# Required action
Return every line of the data that contains the string "rough".

# Data for review
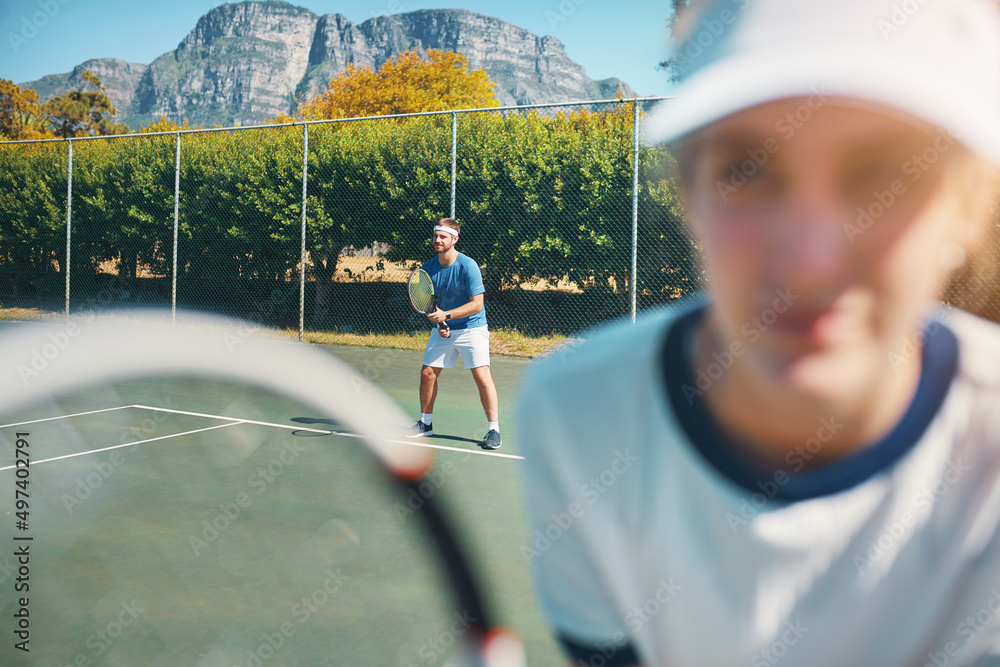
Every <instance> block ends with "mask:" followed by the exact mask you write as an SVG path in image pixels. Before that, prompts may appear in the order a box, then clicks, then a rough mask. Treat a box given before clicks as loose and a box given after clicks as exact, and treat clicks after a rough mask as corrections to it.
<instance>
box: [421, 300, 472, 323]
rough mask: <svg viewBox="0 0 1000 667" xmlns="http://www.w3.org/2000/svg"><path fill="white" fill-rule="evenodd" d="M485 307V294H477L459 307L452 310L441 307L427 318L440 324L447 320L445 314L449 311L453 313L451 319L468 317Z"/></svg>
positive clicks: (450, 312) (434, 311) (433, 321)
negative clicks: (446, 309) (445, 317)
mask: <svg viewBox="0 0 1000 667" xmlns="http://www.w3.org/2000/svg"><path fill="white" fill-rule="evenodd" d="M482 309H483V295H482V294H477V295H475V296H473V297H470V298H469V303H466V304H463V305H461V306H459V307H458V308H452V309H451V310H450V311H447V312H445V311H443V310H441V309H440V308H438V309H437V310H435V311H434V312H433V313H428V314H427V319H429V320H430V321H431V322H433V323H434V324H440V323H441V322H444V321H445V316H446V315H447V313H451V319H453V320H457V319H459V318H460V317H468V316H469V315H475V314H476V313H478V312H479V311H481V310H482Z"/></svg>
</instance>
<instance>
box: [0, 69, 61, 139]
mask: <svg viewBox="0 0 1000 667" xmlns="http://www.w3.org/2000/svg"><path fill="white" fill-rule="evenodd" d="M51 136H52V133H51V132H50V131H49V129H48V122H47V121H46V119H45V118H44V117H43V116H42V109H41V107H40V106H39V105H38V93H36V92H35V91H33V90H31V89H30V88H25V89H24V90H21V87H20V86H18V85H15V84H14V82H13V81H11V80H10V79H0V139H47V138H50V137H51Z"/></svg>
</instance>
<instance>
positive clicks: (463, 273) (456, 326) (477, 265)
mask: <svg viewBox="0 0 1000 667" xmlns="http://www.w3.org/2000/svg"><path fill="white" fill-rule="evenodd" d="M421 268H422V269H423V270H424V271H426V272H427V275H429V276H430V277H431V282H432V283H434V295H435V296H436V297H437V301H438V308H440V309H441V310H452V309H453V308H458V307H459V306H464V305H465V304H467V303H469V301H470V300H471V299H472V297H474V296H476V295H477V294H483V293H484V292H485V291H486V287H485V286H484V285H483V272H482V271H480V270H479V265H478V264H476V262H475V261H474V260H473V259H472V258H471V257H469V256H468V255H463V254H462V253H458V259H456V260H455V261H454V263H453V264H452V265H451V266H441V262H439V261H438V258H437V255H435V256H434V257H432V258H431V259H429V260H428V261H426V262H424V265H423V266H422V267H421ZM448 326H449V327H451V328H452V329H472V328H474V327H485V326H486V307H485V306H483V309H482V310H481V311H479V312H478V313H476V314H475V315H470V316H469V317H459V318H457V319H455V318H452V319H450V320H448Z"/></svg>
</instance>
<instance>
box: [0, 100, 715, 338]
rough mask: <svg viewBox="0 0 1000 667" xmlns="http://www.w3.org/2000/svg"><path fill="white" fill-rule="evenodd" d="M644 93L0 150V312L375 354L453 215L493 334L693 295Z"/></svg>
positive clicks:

# Exercise output
Every <instance> block ends with "mask:" followed by the exact mask you write as an SVG path in image pixels. Before that, prompts may appear in the order a box, then clicks, then a rough mask. Treat a box given before clicks as loose and a box given after clicks as exact, and treat clicks after a rough mask as corrections to it.
rough mask: <svg viewBox="0 0 1000 667" xmlns="http://www.w3.org/2000/svg"><path fill="white" fill-rule="evenodd" d="M485 307V294H477L459 307L452 310L441 307L427 318L440 324L447 320L445 314L449 311L453 313L451 319L468 317Z"/></svg>
rough mask: <svg viewBox="0 0 1000 667" xmlns="http://www.w3.org/2000/svg"><path fill="white" fill-rule="evenodd" d="M644 93L0 150V312L375 354L453 215L493 334L693 295Z"/></svg>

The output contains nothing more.